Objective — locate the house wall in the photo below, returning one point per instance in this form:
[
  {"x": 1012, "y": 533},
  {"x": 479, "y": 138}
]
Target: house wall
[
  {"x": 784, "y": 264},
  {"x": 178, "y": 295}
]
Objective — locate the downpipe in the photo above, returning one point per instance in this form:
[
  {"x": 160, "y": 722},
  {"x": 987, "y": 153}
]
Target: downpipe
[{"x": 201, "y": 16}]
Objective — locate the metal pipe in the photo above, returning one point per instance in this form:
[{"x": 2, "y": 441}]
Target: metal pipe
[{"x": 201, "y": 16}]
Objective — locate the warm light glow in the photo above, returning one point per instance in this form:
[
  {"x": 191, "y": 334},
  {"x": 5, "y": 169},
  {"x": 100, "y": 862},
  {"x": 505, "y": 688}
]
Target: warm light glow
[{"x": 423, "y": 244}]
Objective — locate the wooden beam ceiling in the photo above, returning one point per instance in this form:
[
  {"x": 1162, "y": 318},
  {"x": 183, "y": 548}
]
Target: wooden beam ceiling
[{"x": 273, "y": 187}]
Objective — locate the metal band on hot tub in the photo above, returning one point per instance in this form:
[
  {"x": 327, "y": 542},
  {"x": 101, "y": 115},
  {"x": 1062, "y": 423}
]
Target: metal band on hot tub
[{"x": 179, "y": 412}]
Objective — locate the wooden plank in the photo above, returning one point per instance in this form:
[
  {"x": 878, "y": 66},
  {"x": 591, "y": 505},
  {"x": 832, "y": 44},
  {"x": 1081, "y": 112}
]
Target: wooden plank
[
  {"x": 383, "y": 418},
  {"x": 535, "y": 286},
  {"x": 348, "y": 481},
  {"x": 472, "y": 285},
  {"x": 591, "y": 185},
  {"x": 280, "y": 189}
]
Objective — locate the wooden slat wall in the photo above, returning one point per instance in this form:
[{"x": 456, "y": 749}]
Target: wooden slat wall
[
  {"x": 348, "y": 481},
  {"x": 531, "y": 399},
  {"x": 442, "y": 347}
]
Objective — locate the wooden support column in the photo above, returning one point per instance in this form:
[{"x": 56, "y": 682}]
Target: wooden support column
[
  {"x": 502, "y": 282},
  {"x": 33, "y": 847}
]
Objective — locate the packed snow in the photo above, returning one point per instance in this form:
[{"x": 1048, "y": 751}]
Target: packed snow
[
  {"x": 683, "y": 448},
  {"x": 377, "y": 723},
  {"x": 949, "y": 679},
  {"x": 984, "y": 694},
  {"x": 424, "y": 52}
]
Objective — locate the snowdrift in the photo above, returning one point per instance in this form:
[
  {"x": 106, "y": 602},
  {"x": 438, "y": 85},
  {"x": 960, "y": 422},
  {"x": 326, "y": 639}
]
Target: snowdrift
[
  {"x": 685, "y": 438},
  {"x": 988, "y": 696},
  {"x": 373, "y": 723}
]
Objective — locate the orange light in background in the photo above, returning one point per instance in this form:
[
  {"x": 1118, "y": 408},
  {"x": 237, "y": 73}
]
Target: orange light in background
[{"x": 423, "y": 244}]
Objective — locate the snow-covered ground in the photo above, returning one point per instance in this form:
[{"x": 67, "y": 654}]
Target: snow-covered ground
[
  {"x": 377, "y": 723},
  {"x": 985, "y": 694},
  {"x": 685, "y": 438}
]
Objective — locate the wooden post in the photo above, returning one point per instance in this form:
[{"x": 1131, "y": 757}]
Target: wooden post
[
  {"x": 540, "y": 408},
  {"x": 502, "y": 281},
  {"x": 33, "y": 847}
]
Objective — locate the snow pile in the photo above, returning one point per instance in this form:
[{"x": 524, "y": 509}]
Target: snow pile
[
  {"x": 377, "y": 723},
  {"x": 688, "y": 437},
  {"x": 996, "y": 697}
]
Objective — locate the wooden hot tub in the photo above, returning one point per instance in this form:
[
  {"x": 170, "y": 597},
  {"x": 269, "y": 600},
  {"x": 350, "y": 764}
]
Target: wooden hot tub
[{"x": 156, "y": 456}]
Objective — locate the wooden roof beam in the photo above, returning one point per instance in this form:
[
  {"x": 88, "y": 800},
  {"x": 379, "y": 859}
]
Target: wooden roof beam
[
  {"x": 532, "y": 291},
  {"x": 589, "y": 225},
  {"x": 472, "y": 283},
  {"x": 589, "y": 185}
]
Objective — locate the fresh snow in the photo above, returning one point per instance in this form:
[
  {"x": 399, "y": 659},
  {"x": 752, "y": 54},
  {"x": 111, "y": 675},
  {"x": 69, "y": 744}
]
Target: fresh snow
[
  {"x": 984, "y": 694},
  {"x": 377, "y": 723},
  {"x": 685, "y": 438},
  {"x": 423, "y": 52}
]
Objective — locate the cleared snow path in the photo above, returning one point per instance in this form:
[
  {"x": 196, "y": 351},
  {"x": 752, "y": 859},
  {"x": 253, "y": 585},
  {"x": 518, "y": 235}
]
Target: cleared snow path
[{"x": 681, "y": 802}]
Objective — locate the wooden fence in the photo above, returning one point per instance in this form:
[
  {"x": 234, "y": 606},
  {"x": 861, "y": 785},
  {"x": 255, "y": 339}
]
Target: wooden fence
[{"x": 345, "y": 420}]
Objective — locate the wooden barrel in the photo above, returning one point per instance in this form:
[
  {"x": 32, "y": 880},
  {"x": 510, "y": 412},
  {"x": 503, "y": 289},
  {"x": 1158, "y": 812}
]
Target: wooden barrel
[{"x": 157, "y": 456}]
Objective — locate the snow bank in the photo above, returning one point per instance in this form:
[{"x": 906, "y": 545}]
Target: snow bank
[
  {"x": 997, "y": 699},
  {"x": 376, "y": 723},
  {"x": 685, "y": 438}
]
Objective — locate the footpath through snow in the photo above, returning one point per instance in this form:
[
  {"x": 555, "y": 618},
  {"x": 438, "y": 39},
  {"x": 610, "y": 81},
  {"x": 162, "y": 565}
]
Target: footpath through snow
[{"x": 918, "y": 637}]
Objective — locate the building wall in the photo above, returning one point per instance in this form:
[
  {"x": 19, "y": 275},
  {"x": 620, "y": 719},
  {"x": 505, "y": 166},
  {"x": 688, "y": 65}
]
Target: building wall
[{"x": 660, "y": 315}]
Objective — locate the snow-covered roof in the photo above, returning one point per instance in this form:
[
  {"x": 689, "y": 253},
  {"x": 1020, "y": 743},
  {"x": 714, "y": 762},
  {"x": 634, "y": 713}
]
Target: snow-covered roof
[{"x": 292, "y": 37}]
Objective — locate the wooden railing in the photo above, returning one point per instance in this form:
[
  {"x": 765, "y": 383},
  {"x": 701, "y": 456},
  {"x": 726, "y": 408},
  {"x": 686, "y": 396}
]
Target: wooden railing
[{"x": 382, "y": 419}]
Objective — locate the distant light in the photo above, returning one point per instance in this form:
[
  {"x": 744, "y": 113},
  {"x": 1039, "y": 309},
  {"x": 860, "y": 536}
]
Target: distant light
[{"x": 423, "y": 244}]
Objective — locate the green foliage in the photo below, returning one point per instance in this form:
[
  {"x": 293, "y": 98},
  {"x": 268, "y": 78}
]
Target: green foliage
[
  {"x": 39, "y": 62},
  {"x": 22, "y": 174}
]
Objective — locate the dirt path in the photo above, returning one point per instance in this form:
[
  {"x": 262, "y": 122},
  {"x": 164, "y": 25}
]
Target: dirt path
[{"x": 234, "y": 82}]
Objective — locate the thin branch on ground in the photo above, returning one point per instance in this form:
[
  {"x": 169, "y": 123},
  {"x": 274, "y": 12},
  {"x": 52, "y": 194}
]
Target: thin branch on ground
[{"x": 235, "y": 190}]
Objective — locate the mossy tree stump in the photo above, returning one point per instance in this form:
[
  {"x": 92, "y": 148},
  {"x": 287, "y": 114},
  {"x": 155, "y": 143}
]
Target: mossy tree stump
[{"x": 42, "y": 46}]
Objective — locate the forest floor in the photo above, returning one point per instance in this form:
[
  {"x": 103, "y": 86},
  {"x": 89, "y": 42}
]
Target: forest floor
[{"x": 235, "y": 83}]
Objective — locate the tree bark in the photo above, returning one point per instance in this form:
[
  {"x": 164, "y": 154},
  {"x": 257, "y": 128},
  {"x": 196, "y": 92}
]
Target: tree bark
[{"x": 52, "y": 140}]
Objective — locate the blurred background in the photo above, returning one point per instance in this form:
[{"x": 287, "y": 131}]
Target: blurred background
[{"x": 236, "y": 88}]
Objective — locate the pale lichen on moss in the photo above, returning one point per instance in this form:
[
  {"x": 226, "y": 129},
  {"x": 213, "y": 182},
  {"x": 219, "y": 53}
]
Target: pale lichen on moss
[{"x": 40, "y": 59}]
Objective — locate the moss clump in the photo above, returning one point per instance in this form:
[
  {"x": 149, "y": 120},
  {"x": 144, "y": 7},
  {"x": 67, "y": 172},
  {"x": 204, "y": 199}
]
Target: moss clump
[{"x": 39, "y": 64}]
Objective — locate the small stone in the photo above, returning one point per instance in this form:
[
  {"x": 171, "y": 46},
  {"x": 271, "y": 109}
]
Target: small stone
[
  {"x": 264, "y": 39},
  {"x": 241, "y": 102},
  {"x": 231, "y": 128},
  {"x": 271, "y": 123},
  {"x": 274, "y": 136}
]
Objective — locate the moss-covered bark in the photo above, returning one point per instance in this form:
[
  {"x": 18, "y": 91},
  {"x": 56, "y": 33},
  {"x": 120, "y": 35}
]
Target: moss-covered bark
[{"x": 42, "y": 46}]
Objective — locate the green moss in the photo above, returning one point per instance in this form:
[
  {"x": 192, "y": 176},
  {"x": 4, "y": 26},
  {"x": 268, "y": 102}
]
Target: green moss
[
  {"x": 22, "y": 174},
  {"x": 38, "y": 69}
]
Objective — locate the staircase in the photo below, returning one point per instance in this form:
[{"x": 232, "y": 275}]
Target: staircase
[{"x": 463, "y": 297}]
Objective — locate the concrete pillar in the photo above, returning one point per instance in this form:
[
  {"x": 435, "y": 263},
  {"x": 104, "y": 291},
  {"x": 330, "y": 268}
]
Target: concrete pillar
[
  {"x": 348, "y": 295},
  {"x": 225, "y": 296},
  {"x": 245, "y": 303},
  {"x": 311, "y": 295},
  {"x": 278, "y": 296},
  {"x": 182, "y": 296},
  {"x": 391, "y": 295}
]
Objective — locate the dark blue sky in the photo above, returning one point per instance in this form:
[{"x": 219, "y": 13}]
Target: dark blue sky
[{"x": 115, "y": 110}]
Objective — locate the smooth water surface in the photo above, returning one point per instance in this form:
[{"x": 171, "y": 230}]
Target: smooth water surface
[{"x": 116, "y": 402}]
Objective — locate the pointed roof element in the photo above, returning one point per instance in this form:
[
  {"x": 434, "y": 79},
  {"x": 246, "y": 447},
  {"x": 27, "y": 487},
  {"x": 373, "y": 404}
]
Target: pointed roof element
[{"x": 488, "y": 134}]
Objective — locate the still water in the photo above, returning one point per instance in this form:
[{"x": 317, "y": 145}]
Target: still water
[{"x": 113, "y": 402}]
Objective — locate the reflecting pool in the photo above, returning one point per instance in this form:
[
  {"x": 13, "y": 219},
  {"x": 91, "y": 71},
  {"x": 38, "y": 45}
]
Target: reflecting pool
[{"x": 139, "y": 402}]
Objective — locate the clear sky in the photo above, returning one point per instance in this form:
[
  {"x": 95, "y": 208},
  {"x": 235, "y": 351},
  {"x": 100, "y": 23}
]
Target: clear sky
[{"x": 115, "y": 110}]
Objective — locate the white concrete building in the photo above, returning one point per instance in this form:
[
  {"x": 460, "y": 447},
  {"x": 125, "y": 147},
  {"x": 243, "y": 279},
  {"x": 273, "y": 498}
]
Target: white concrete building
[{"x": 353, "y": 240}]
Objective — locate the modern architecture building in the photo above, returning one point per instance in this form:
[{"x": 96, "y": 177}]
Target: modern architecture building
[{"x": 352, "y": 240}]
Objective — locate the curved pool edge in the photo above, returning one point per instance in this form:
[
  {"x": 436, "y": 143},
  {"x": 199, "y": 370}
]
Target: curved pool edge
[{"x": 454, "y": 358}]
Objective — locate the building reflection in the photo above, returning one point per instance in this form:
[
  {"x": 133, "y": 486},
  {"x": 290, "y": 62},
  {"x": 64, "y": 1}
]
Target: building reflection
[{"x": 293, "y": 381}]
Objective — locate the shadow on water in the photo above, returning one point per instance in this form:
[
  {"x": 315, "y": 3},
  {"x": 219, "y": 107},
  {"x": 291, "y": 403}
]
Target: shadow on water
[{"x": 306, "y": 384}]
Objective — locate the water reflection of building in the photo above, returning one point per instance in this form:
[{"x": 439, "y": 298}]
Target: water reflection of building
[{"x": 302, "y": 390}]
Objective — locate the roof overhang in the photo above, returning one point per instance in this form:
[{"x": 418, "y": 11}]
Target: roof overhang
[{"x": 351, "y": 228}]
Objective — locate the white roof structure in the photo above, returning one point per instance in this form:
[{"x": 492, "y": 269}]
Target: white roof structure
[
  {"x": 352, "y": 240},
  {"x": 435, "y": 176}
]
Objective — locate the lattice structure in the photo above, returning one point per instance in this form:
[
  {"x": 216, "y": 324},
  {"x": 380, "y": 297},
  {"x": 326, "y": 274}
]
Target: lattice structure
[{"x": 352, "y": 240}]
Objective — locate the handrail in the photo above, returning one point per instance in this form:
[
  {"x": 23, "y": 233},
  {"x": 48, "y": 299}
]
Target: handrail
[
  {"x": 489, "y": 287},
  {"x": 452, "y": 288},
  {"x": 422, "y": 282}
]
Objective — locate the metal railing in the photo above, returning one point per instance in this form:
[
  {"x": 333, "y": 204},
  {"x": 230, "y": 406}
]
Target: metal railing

───

* [TASK BRIEF]
Output the lines from the line containing "Objective — locate the building reflection" to the end, both included; add nothing.

* [RESPONSE]
Objective — locate the building reflection in the photo above, returning one point per instance in this form:
[
  {"x": 133, "y": 486},
  {"x": 290, "y": 62},
  {"x": 64, "y": 1}
]
Target: building reflection
[{"x": 293, "y": 381}]
Objective — locate the shadow on water in the photo above, returning one point per instance in this form:
[
  {"x": 315, "y": 3},
  {"x": 219, "y": 107},
  {"x": 291, "y": 403}
]
Target: shadow on water
[{"x": 306, "y": 384}]
Objective — locate the water reflection of building in the photo above, returning one point per instance in this form:
[{"x": 439, "y": 298}]
Target: water reflection of building
[{"x": 302, "y": 390}]
Objective — locate the roof overhang in the photo above, returning one point per instance in this form:
[{"x": 418, "y": 11}]
Target: roof overhang
[{"x": 351, "y": 228}]
Objective — locate the white roof structure in the photo above, returning one point per instance in this form:
[{"x": 492, "y": 269}]
Target: white roof structure
[
  {"x": 352, "y": 240},
  {"x": 435, "y": 176}
]
Objective — locate the lattice structure in the photo above, returning one point per instance in this form:
[
  {"x": 216, "y": 324},
  {"x": 380, "y": 297},
  {"x": 326, "y": 274}
]
Target: lattice structure
[{"x": 352, "y": 240}]
Objective — locate the handrail in the photo above, returning one point per instance in this form:
[
  {"x": 23, "y": 233},
  {"x": 48, "y": 299}
]
Target: handrail
[
  {"x": 489, "y": 287},
  {"x": 452, "y": 288},
  {"x": 422, "y": 282}
]
Objective — locate the metal railing in the photo above, returning one point per instance in this form:
[
  {"x": 333, "y": 204},
  {"x": 230, "y": 406}
]
Target: metal railing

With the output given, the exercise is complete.